* Provided information
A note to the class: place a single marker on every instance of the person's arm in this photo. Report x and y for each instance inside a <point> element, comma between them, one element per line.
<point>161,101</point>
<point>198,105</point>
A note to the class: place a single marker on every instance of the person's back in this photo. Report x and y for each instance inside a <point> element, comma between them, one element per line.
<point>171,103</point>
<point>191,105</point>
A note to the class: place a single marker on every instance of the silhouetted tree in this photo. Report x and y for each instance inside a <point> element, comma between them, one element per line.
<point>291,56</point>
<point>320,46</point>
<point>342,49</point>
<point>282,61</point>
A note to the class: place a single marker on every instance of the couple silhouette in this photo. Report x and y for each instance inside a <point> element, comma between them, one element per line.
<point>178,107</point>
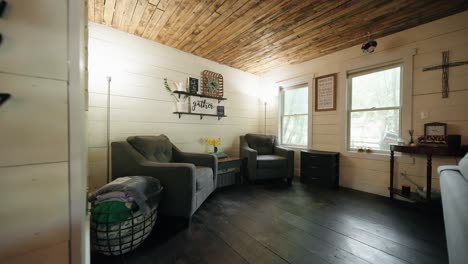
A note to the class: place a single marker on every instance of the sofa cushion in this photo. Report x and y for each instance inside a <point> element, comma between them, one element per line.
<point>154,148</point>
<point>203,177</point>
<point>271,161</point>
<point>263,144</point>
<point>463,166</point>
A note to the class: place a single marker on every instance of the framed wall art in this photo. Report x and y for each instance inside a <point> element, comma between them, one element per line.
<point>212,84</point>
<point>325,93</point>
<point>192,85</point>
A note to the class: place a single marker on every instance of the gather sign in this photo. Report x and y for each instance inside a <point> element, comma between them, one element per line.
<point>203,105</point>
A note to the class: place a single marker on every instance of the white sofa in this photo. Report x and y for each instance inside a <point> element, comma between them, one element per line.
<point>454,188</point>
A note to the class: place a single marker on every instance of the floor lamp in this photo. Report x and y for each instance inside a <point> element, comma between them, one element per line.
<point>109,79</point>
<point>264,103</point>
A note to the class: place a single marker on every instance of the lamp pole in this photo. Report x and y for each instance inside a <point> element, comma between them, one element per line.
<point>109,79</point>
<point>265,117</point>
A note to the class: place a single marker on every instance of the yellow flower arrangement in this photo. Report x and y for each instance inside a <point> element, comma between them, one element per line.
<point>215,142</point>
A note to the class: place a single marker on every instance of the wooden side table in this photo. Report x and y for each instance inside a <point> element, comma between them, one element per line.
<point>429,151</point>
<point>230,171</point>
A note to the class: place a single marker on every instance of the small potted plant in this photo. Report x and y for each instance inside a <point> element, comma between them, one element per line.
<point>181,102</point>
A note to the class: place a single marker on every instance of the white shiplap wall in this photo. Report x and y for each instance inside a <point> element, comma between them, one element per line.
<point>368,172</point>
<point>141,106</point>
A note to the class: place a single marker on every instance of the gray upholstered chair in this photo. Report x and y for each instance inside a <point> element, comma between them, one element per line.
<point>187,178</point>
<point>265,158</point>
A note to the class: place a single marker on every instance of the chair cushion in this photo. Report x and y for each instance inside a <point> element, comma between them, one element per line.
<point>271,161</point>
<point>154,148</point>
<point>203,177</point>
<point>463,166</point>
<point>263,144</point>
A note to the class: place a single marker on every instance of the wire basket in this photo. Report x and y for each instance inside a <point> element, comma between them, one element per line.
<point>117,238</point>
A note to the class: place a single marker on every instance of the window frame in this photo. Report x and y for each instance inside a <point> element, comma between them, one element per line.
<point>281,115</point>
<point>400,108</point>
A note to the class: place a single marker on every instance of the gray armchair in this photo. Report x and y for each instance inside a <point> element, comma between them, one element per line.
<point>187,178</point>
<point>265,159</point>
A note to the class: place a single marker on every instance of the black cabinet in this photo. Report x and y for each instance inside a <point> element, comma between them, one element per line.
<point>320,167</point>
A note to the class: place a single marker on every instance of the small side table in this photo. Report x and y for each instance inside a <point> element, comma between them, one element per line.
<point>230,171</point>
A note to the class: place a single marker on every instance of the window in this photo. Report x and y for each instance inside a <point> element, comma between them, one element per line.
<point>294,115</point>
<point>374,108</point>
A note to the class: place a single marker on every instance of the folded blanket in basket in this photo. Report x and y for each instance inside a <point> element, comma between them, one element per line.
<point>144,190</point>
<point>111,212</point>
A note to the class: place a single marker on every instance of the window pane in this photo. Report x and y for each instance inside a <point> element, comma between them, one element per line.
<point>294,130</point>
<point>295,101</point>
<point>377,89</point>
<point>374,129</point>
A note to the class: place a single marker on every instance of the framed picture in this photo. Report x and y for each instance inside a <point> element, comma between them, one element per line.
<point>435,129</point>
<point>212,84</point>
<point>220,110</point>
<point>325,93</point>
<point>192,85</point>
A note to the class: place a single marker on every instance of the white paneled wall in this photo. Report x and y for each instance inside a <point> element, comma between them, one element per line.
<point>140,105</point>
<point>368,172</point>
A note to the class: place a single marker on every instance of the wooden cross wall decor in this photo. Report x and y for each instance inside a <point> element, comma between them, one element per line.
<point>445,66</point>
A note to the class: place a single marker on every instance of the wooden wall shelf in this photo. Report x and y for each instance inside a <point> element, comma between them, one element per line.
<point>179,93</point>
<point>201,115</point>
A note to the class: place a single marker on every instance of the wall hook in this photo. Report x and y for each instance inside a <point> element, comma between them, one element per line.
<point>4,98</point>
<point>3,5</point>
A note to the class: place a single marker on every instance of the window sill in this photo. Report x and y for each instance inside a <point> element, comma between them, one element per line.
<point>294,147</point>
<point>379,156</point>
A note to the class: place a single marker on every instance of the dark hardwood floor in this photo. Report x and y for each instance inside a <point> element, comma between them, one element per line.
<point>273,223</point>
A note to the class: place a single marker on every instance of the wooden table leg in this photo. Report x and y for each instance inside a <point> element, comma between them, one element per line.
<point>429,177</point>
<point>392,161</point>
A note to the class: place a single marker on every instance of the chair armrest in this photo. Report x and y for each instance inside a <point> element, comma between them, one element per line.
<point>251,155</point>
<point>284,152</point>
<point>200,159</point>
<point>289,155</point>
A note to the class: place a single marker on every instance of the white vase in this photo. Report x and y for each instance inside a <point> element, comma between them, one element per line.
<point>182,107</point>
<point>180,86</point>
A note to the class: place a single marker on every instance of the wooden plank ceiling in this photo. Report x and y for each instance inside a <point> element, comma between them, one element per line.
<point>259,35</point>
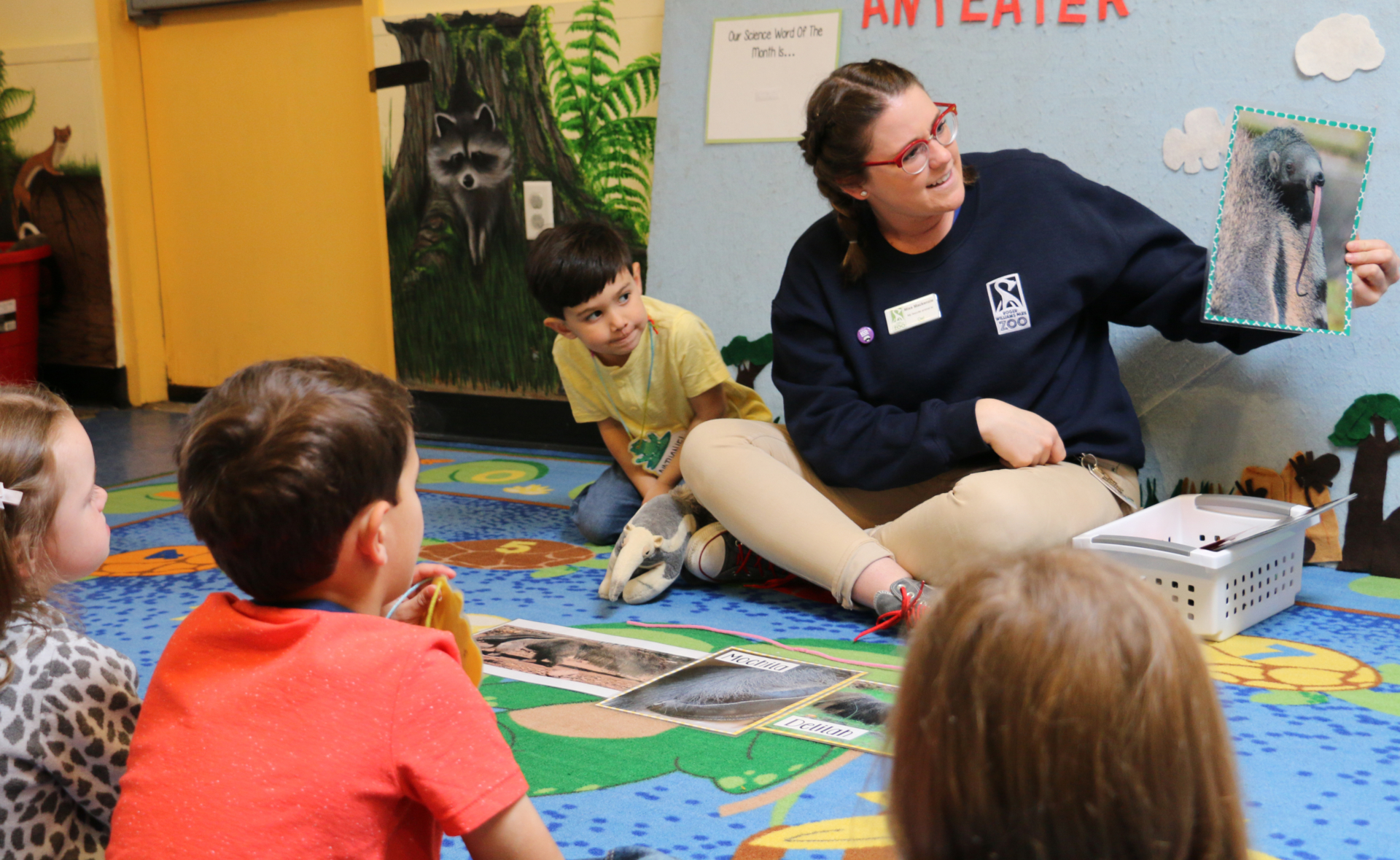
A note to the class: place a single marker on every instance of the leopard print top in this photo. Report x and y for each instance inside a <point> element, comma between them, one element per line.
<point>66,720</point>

* Exercise
Reproduce every one of the entries above verbatim, leaving out the pictures.

* Result of this task
A note to the class: place a single marker on every instance of the person's arm in this photo. Report x and y for each instance inside a <point> element, comma between them, one element per line.
<point>161,101</point>
<point>198,105</point>
A note to the class: place a single marker on every instance of the person's back in this photo. Report x and y for each instance inside a <point> element, comma between them, one element per line.
<point>171,103</point>
<point>191,105</point>
A note to the class: place a single marker on every instance of the silhouetted tree in this photo. Report x and y for each instance inside a <point> element, comma between them, one element per line.
<point>291,56</point>
<point>320,46</point>
<point>342,49</point>
<point>282,61</point>
A note to the class: place a single marker on every instance of the couple silhouette in this photo. Report x and y for each instance inside a <point> element, comma between them, one element per line.
<point>178,107</point>
A note to the class: place a single marker on every instance of the sofa cushion in this photo. Report x and y for each instance inside a <point> element, comma between them, one element per line.
<point>154,148</point>
<point>203,177</point>
<point>271,161</point>
<point>263,144</point>
<point>463,166</point>
A note to the class: place a single marker on every instance of the framed wall art in this photo. Report x and y for each instance inside a <point> element, comma between them, one element per line.
<point>212,84</point>
<point>325,93</point>
<point>192,85</point>
A note to the class: place a single marker on every instance of the gather sign in this photo. Report x and y for each instance inside a <point> element, comma between them, one element per line.
<point>203,105</point>
A note to the class: place a single marker on every instance of the white sofa in this photo. Report x and y for each instance inside a <point> element, comma between them, one element per line.
<point>454,188</point>
A note to the class: place a single marker on every instance of the floor lamp in this photo. Report x and y for each instance inside a <point> element, comma between them, one element per line.
<point>109,79</point>
<point>264,103</point>
A note to the class: place a single marker on every instance of the lamp pole in this photo. Report x and y for each instance inside a <point> element, comma between them, one element per line.
<point>109,79</point>
<point>265,117</point>
A note to the class: place a single marker on every instance of the yellow flower arrangement in this photo. Report x and y for each instance inside a <point> element, comma between them, one element per line.
<point>215,142</point>
A note to the class: place a single marker on every instance of the wooden side table in this photo. Report x and y for each instance inside a <point> element, comma between them, one element per line.
<point>429,151</point>
<point>230,171</point>
A note to the class: place a single marker on every instance of the small potted plant in this photo. Report x and y for each instance inside a <point> element, comma between them, one element per line.
<point>181,102</point>
A note to the class: place a single marker on every instance of the white shiplap wall in this photo. Report x and y for each instance inside a <point> element, comma between them, one element per line.
<point>368,172</point>
<point>141,106</point>
A note to the class: place a single marker on every instance of the gray upholstered chair in this photo. Report x and y for each instance inside a <point> element, comma between them, one element per line.
<point>187,178</point>
<point>265,158</point>
A note to the class: place a single marker on every instance of the chair cushion in this photo. Report x and y for each instance inside a <point> element, comma between them, one element per line.
<point>271,161</point>
<point>154,148</point>
<point>203,177</point>
<point>463,166</point>
<point>263,144</point>
A note to the class: place a single marker on every instance of the wire basket in this photo. Report x and y for each instance inside a <point> element, comma between them, one element per line.
<point>117,238</point>
A note to the class: place a single marker on every instance of the window frame in this photo. Report x and y for each instance inside a <point> element, comma between them, one element per line.
<point>281,115</point>
<point>400,108</point>
A note to the class: place a single marker on every instance of the gray armchair in this photo. Report x and y for each instance inside a <point> element, comma between them, one element per line.
<point>187,178</point>
<point>265,159</point>
A note to the class: place a single marker on every instance of the black cabinet in this photo. Report x and y for each instance inside a <point> element, comma between them, one element per line.
<point>320,167</point>
A note to the class: place a single marker on every instance of the small side table in this photo. Report x and y for each instance inside a <point> element, comma between them, one element per line.
<point>230,171</point>
A note to the class: place a single marker on every instance of the window in this photo. Report x and y for each instance inside a <point> element, comma between them, one element per line.
<point>294,115</point>
<point>374,108</point>
A note to the class: place a single marker on every instance of the folded blanket in basket in this photo. Report x and y for each instance inside a <point> element, comma between them, one element per line.
<point>144,190</point>
<point>111,212</point>
A note to the class: place a single marker on every instance of the window pane in this photo. Report x and y for each instance inside a <point> element, comma between them, one element per line.
<point>294,130</point>
<point>295,101</point>
<point>377,89</point>
<point>374,129</point>
A note to the class: place a single marker on every instance of the framed picture in this photo. Report x and y for each instance inside a <point> element, comma between them, one element per line.
<point>435,129</point>
<point>212,84</point>
<point>220,110</point>
<point>325,93</point>
<point>192,85</point>
A note to the class: place a single marker on every instance of the white paneled wall in this photo. Report x and y for each instance inside a <point> element, comma between them, one element per line.
<point>140,105</point>
<point>368,172</point>
A note to the class: place a single marker on every instance of the wooden cross wall decor in this photo. Report x and y for each instance inside a <point> element, comma between them, one element per line.
<point>445,66</point>
A note to the class: place a single marker on every instance of the wooden wall shelf in this photo. Report x and y for each instance inside a <point> element, comma between them, one element per line.
<point>179,93</point>
<point>201,115</point>
A note to the class: place a single marker on every instance of the wall hook in this photo. Report x and y for each instance inside a <point> element, comma between them, one element per line.
<point>4,98</point>
<point>3,5</point>
A note to the class: place a single marker on every instance of the window sill in this photo. Report x and y for each instance inside a <point> element, comma between them, one element per line.
<point>294,147</point>
<point>379,156</point>
A note to the class: place a single marker on every instance of the dark hardwood floor in this photo. Report x and y for each instance inside a <point> element, comma between them, one element per line.
<point>273,223</point>
A note to the class: place a single marker on every instance of the wooden table leg in this photo. Report x and y for each instance inside a <point> element, comma between them, one element per line.
<point>429,177</point>
<point>392,161</point>
A note to the class: place a single marker on every instance of the chair armrest in this photo. Report x and y for each instance inside a <point> element, comma between them, one element per line.
<point>251,155</point>
<point>284,152</point>
<point>200,159</point>
<point>289,155</point>
A note to the class: place a single marker on every instance of the white vase in this photo. Report x and y for each instance inside a <point> element, comma between them, one element per line.
<point>182,107</point>
<point>180,86</point>
A note to the class: place a single marker on every instance of the wooden plank ceiling in this photo. Report x and y for each instance inside a <point> element, comma between them, one element per line.
<point>259,35</point>
A note to the class: place a single marker on every instance of the leopard print top in this photo. Report x and y for each instance inside a <point> element, comma between them, one element per line.
<point>66,720</point>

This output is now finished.